Items listed in a dataset:
______________________________

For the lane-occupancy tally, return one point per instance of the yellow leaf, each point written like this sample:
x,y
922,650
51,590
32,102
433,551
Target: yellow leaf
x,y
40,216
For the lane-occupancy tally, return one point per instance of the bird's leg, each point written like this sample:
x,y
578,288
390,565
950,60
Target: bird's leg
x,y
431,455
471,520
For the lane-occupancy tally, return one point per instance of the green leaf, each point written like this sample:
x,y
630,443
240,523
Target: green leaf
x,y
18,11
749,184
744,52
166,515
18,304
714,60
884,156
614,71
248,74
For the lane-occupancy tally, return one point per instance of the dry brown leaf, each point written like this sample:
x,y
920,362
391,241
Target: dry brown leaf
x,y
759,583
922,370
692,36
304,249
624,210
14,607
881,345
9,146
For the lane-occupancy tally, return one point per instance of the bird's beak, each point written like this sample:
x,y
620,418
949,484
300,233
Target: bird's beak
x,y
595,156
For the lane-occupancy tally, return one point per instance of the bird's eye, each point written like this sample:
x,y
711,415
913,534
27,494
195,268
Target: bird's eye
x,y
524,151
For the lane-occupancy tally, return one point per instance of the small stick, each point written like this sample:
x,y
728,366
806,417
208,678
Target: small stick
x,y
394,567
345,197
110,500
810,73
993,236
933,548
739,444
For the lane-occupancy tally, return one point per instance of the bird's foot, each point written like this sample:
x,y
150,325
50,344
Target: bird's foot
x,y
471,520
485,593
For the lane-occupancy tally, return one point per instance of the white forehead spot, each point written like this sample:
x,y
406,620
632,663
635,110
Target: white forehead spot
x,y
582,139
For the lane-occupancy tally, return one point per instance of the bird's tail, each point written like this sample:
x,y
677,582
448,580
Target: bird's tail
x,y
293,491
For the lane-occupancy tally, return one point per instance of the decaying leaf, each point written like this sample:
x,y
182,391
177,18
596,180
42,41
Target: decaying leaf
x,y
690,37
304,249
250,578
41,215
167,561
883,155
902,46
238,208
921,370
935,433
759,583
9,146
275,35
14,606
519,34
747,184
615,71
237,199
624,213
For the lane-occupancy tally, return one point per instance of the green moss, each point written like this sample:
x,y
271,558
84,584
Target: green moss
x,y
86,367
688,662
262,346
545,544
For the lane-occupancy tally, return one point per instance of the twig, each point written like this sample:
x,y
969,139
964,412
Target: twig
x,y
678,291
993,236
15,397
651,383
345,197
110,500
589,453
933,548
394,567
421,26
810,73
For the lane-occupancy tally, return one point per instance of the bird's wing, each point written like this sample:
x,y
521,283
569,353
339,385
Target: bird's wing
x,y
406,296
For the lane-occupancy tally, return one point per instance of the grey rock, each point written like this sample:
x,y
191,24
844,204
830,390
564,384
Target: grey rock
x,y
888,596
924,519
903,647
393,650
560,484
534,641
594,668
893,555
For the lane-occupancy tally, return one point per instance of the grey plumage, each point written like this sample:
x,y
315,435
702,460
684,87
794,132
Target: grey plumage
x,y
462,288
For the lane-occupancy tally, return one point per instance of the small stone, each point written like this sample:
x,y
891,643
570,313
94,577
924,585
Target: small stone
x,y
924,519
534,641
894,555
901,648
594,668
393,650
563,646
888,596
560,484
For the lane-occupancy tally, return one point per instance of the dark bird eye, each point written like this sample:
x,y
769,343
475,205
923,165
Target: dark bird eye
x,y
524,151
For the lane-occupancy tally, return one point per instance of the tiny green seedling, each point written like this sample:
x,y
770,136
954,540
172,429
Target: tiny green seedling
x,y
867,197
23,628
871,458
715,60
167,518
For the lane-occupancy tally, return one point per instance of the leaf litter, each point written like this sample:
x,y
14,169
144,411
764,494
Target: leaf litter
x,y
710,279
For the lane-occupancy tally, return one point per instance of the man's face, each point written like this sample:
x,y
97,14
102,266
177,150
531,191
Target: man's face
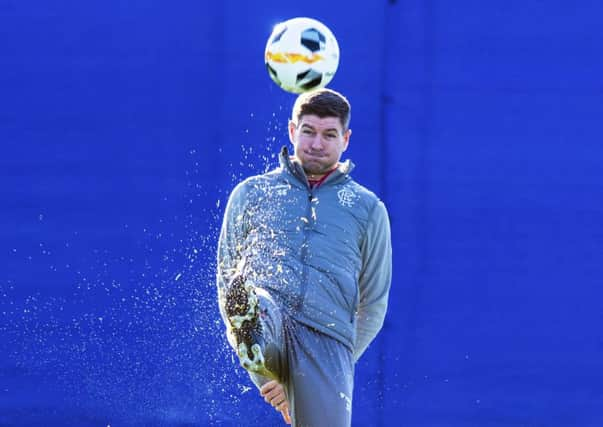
x,y
318,142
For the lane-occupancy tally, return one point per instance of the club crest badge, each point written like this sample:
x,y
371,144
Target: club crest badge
x,y
347,197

______________________________

Written instruction: Could you return every line of the records above word for word, omitting the pictures?

Full solution:
For the lane-occupancy tally, return one point per instance of the yellow leaf, each point written like this sample:
x,y
922,650
51,590
32,102
433,551
Target: yellow leaf
x,y
40,216
For the lane-occupancy tally, return one point per instance of the bird's leg, each point written like this sample:
x,y
578,288
390,565
950,60
Target: bird's leg
x,y
431,455
471,520
For the lane-occupancy tally, return one point per instance of the green leaf, each point written like this sample:
x,y
630,443
240,523
Target: green leaf
x,y
18,11
749,184
744,52
166,515
18,304
714,60
884,156
614,71
248,74
For the lane-occupancy tally, return one point per instance of the dry brown leaf, each point written like this sample:
x,y
920,362
391,241
Target: dry brown leaf
x,y
759,583
922,370
692,36
304,249
624,210
14,607
881,345
9,146
For the lane-occupancy tally, return one point per instance of the bird's beak, each point written like this sample:
x,y
620,418
949,484
300,233
Target: bird's beak
x,y
595,156
For the lane-occupancy tally, return one point per instance of the bird's eye, each point written like this sample:
x,y
711,415
913,534
27,494
195,268
Target: bird's eye
x,y
524,151
For the lane-occupancy tally, return one point per instance of the small stick, each point written like this sample:
x,y
728,366
806,417
208,678
Target: small stick
x,y
394,567
345,197
110,500
810,73
993,236
933,548
739,444
For the lane-occupancy tally, return one point per instance of the bird's foot, each point written like this sample:
x,y
150,325
50,344
Target: bird's foot
x,y
471,520
485,593
For the lane-occupancy tally, return one point per instance of the white forehead spot, each point written like this sample:
x,y
406,620
632,663
635,110
Target: white forehead spot
x,y
582,139
For the lane-occupancy tally, return one point per instance of the bird's tail, each point written like this sample:
x,y
677,582
448,580
Target: bird's tail
x,y
293,491
For the lane-occupancy tally, return one point per instance of the decaying leaf, each point written like this sample:
x,y
182,391
177,18
596,180
42,41
Target: decaying leaf
x,y
690,37
304,249
250,578
41,215
167,561
883,155
902,46
238,208
921,370
935,433
759,583
9,146
275,35
14,606
519,34
747,184
615,71
237,199
624,213
For the lane-occupancy tally, return one point per instance of the green moss, each point written like this sample:
x,y
271,558
84,584
Target: green moss
x,y
86,367
688,662
262,346
545,544
For the lane-occupancy tally, return one point per instance of the twig, each point written like this sample:
x,y
969,139
964,412
Target: twig
x,y
678,291
993,236
15,397
651,383
345,197
110,500
589,453
933,548
394,567
421,26
810,73
For the lane-occupancy tally, return one point per instance of the bird's wing, each point written like this sample:
x,y
521,283
569,353
339,385
Target: bird's wing
x,y
406,296
For the lane-occupancy tally, return one point per instance of the grey rock, each point written like this sample:
x,y
191,24
844,204
830,390
564,384
Target: grey rock
x,y
888,596
924,519
903,647
393,650
560,484
534,641
594,668
893,555
For the lane-occupancy tally, return one point per instance of the grey plumage, each point written like this sample:
x,y
315,435
702,460
684,87
794,132
Target: grey plumage
x,y
462,288
For the lane-occupancy tally, return one point per instance of the small stone, each point written like this sample:
x,y
891,643
570,313
94,577
924,585
Target: small stone
x,y
924,519
534,641
894,555
901,648
594,668
393,650
563,646
888,596
560,484
For the lane-occupancy tally, return one point per instance of the dark bird eye, each point written like this sample:
x,y
769,343
475,205
923,165
Target: dark bird eye
x,y
524,151
For the lane-occupancy tally, return one point per instance of the tiny green seedling, each point written like this sample:
x,y
770,136
954,540
172,429
Target: tiny green seedling
x,y
867,197
23,628
871,458
715,60
167,518
For the lane-occupancy tally, return one point per instance of the leaf litter, each point written like this sample:
x,y
14,169
144,411
764,494
Target: leaf litter
x,y
710,279
For the lane-occupancy tally, return one point per instance of the man's face, each point written like this sample:
x,y
97,14
102,266
177,150
531,191
Target: man's face
x,y
318,142
For the lane-occupancy tally, return one point per instance of the club crest badge, each point written like this sample:
x,y
371,144
Target: club crest badge
x,y
347,197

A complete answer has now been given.